"This would be considered one of the sites we would be going after. We will do everything possible under the law to shut them down," he said of the profusion of Internet sites that allow the distribution of copyrighted Sega games.
But Swapoo founder Jeffrey Freeman said that today he's changing the nature of the service, moving away from swapping the "ROM" (read-only memory) games used for video game consoles and barring people who violate rules against sharing copyrighted programs.
"We are no longer associated with game ROMs," Freeman said. "If a user is found to be sending illegal files, Swapoo will boot them."
Freeman, a 17-year-old Philadelphia resident and student at Camden County College, built Swapoo for his own entertainment and to have something good to put on his resume. The attention his site has drawn has been a surprise, he said.
Earlier this week, games available for Sega's older Genesis console included "Sonic the Hedgehog," "Golden Axe" and "Afterburn." Other games were available for Nintendo's Game Boy and Nintendo 64 gaming consoles as well. These games can be played on ordinary personal computers using emulation software.
Swapoo doesn't have a means of detecting what types of files are being swapped. Freeman plans to add a filter as soon as possible that will screen out illegal file types.
Freeman said no video game companies have contacted him yet. He has hired an attorney and plans to incorporate Swapoo on Monday, he said.
Sega's first approach in these cases is to contact the company hosting the Web site, Delfield said. When faced with the choice of going after "a 17-year-old who posted a site or a large corporation who would be financially liable if they do not remove this content, I think it's beneficial to go after the hosting company," he said.
Swapoo changed its name from RomNet because there's already a company with that name. The Massachusetts-based product development, marketing and support firm RomNet exerted legal pressure of its own, Freeman said.
The sharing of the content violates the Digital Millennium Copyright Act, he said. And unlike the Napster music-sharing service, there is no equivalent of the Audio Home Recording Act of 1992, which permits the copying of music a person already owns. "The video game market doesn't have such an act that allows a consumer to do that," Delfield said.
Sega, drawing on the opinion of a federal judge who ruled against Napster, believes it doesn't matter whether a service hosts files itself or, like Napster, enables "peer-to-peer" sharing of files among users of the site, he said.
Sega has no choice but to shut down all unauthorized file-sharing sites. "If we do not take a stance, we are essentially condoning this behavior. We need to protect the community of talented artists and developers we have at Sega and the content they're developing," Delfield said. "Obviously this effects the profitability and sustainability of the developers we currently support. Sega, and the industry in general, will not allow this to continue."
Sega and Amazon.com earlier this week announced that Amazon is searching its Zstore auctions "to automatically remove any content they feel is of a pirated nature," Delfield said.
Sega recognizes piracy never will vanish completely. "Within a certain core audience, we will never stop it," Delfield said. "We want to stop it becoming a mainstream consumer activity."
------
What this exercise asks:
**a)** According to the Swapoo article, why does Sega first contact the company hosting a site instead of the person who posted it? Answer in one to three sentences.
**b)** Rewrite the paragraph of the Swapoo article that begins "Sega has no choice" more briefly, keeping its main facts.
**c)** Answer these questions from the Swapoo article:
(i) How old is Jeffrey Freeman?
(ii) What does Freeman plan to do with Swapoo on Monday?
(iii) Which company's Zstore auctions are being searched to remove pirated content?
The material after the Swapoo article is separate from it.
------
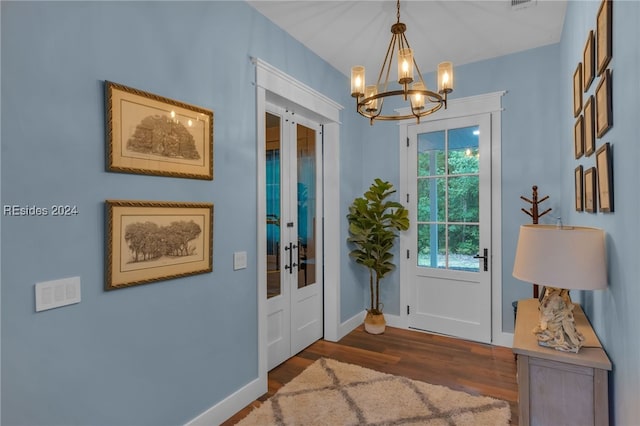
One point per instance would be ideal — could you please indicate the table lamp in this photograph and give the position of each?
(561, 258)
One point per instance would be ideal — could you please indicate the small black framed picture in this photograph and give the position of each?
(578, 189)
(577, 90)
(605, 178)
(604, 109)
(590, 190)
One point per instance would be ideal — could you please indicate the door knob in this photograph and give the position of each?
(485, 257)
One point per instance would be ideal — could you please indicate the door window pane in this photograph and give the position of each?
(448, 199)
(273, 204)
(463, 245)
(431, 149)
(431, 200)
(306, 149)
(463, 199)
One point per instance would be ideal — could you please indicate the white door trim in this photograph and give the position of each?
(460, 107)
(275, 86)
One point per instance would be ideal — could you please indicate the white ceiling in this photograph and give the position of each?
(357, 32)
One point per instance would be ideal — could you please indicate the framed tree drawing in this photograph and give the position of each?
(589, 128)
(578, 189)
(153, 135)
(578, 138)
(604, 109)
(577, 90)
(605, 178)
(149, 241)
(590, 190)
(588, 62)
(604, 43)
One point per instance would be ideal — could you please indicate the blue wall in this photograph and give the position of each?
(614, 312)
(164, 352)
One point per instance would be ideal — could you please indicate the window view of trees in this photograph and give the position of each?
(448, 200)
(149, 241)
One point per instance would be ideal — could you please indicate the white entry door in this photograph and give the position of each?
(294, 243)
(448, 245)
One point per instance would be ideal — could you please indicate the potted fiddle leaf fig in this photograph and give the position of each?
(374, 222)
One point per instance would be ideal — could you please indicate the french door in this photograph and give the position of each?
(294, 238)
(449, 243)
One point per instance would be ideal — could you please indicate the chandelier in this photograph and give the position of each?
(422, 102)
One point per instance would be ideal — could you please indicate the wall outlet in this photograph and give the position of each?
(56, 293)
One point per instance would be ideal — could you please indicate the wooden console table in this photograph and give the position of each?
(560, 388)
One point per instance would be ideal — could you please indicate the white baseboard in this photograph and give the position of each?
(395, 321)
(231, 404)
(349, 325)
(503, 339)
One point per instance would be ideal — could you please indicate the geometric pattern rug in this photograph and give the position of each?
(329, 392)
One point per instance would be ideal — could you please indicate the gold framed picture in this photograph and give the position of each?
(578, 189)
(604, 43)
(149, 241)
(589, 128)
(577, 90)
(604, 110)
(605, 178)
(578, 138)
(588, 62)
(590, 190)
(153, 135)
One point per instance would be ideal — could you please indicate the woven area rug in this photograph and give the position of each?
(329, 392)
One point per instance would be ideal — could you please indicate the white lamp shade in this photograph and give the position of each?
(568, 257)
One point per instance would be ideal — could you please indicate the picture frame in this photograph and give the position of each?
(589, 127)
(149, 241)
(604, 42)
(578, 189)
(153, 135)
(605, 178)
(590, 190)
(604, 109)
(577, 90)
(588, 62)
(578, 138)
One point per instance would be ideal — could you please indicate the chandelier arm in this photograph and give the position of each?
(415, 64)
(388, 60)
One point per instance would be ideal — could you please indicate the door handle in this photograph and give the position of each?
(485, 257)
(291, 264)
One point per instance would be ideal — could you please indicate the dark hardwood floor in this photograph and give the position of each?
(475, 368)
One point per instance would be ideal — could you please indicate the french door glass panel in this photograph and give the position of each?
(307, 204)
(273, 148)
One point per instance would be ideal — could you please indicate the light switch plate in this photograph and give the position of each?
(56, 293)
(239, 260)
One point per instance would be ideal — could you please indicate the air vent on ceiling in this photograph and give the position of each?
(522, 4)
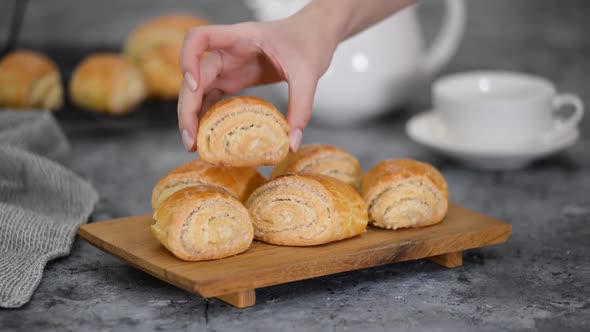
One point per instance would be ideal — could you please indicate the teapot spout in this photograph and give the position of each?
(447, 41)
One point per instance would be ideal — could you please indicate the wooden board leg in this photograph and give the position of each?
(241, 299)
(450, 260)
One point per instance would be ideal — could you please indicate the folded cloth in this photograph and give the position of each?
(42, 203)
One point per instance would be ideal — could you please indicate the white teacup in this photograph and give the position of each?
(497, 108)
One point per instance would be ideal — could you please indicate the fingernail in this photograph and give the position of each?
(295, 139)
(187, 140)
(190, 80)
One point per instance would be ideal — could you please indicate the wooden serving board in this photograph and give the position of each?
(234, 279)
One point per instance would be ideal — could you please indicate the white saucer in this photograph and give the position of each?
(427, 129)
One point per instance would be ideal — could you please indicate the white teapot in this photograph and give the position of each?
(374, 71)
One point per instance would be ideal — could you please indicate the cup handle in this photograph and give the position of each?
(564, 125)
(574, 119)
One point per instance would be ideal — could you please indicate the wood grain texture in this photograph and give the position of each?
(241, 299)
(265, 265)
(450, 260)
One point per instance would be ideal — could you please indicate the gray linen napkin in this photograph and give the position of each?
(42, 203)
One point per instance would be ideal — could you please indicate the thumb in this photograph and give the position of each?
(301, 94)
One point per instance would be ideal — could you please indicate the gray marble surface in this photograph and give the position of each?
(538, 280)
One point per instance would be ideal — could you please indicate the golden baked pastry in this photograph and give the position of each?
------
Task responses:
**a)** Delfield says Sega's choice is between a 17-year-old who posted a site and a large corporation that would be financially liable if it did not remove the content. Going after the hosting company is the more beneficial option.

**b)** Sega says it must shut down all unauthorized file-sharing sites. Delfield says that not taking a stance would amount to condoning the behavior, and that Sega must protect its artists and developers and the content they create. He adds that the sharing hurts the profitability and sustainability of the developers Sega supports, and that Sega and the industry will not allow it to continue.

**c)**
(i) He is 17 years old.
(ii) He plans to incorporate it.
(iii) Amazon's (Amazon.com).